**Instructions for the task**
How many of the lines below hold the word "mountain"? Answer only with the number.

(Data extracted from a collection)
===============

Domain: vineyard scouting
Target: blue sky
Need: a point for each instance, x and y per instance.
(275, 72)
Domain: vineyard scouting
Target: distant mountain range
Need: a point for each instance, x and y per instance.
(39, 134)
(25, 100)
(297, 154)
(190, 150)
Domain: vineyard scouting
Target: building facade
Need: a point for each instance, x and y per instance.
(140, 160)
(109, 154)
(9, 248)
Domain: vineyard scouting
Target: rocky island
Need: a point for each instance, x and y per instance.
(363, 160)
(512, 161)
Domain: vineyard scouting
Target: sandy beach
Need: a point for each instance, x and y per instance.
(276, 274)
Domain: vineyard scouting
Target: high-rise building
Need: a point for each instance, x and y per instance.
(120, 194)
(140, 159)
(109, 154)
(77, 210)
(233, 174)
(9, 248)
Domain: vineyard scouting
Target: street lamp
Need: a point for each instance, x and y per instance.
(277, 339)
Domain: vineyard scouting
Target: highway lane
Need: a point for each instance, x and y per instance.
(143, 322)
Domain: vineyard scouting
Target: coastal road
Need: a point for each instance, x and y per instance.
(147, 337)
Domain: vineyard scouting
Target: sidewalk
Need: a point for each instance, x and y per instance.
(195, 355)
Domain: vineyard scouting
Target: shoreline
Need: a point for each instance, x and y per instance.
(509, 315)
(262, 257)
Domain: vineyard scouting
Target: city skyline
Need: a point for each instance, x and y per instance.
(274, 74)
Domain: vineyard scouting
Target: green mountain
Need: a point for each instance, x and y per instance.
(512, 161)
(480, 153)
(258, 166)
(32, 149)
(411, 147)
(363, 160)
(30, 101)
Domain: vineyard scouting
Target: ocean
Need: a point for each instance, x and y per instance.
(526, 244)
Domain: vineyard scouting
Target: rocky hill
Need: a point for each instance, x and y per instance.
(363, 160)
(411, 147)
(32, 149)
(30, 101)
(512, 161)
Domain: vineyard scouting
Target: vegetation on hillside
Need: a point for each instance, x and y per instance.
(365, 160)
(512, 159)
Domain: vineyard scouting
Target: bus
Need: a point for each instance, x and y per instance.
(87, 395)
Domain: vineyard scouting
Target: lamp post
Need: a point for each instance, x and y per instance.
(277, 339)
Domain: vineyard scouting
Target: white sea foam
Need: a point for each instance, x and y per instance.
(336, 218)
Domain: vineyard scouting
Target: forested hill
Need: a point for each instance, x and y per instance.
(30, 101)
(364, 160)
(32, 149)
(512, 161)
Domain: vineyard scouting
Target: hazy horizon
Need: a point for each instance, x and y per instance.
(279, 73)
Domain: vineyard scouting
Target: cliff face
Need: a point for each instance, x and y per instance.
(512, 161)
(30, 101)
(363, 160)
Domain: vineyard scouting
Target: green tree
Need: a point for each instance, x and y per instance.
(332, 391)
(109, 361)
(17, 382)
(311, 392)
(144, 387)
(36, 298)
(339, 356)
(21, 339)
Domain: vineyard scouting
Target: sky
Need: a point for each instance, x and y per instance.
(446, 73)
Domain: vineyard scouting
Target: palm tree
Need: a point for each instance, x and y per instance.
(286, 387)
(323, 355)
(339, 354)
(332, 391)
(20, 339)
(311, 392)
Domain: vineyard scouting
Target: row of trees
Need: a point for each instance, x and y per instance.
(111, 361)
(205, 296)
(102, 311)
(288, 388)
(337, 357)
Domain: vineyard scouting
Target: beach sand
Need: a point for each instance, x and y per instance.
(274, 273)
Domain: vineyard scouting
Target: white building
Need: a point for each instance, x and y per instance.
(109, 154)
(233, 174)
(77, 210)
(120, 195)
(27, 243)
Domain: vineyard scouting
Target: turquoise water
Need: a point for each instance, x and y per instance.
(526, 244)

===============

**Exercise solution**
2